* **Rows from a dataset**:
--------------------------------

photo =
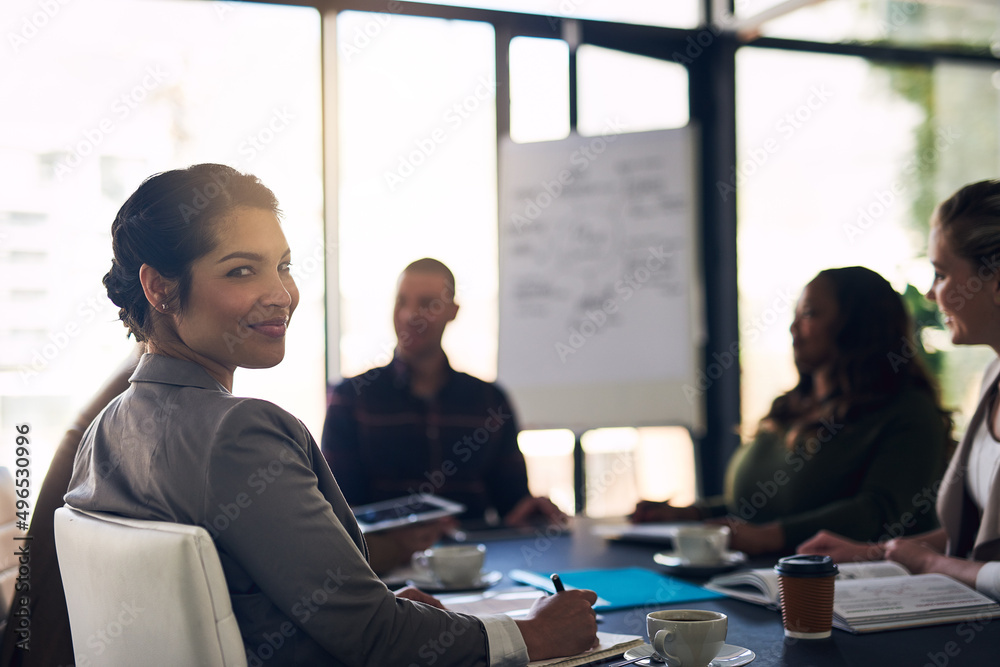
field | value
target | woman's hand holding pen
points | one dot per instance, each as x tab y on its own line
560	624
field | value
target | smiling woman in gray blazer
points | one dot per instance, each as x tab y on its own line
201	274
964	249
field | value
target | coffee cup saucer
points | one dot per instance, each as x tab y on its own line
729	656
431	584
673	561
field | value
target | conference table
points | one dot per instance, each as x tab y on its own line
972	644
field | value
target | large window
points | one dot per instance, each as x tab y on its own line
841	161
418	179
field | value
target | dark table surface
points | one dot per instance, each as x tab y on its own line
972	644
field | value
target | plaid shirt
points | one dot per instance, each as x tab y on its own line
383	442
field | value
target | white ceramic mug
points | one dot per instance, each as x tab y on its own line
454	565
703	544
687	637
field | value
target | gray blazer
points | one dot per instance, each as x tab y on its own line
176	446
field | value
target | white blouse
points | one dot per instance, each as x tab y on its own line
984	460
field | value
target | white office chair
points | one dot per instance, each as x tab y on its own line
145	592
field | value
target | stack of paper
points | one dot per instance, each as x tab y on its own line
887	603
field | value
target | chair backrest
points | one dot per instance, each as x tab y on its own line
144	592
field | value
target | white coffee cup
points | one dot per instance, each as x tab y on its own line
703	544
454	565
687	637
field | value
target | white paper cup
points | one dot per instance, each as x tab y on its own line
687	637
453	565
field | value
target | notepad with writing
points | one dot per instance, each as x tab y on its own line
622	588
611	646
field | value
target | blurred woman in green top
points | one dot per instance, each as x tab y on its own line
858	446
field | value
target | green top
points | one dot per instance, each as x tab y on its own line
876	478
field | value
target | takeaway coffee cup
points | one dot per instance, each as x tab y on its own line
806	587
687	637
701	544
454	565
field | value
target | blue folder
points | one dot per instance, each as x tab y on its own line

--------------------------------

* **Prompt**: Omit the pictures and restate the rest of the records verbatim.

* **Response to this task**:
photo =
field | value
target | woman's hand holding pen
points | one dot per instance, each as x tab y on its own line
560	624
field | value
target | smiling woman in gray blazer
points | one dot per instance, each as x tab y on its own line
201	274
964	249
field | value
target | coffee cup saucer
points | one dot per instance, each as x tab y on its own line
729	656
431	584
673	561
field | value
target | conference table
points | one dot per instance, each as x tab y on its own line
972	644
field | value
target | large window
points | one dot per instance, each as x tab y on its own line
841	161
418	179
field | value
target | dark table surface
points | one dot per instance, each as x tab y on its own line
972	644
field | value
target | plaid shirt
points | one dot per instance, each as x tab y on its own line
383	442
field | value
target | white ceramic mug
points | one dot per instance, each as x tab y on its own line
454	565
703	544
687	637
field | value
target | gray blazer
points | one dot per instance, each as x tab y on its own line
176	446
field | value
target | white blouse
points | one dot per instance, each as x tab y on its own line
984	460
field | value
target | white office chair
points | one dot per instance, each as x tab y on its own line
145	592
field | value
target | stack of paper
points | one dot per instance, each as x tab y on its own line
887	603
field | value
target | chair backrest
points | one dot per instance, each as x tab y on its own line
144	592
field | value
target | white coffee cup
points | one dot per instance, each as x tab y on its own line
703	544
454	565
687	637
field | value
target | white paper cup
points | one dot per instance, each as x tab y on its own line
687	637
453	565
field | value
target | notepad with writing
points | one dot per instance, each as x tab y on its own line
622	588
611	646
field | value
target | blurred woman in green top
points | one dot per instance, each as x tab y on its own line
858	446
field | value
target | green top
points | one dot per instance, each as x tab y on its own line
876	478
field | value
target | takeaway coffee cup
points | one dot per instance, each as x tab y on its own line
806	587
687	637
701	544
454	565
field | value
target | blue folder
points | one dot per instance, each as x tab y on its own line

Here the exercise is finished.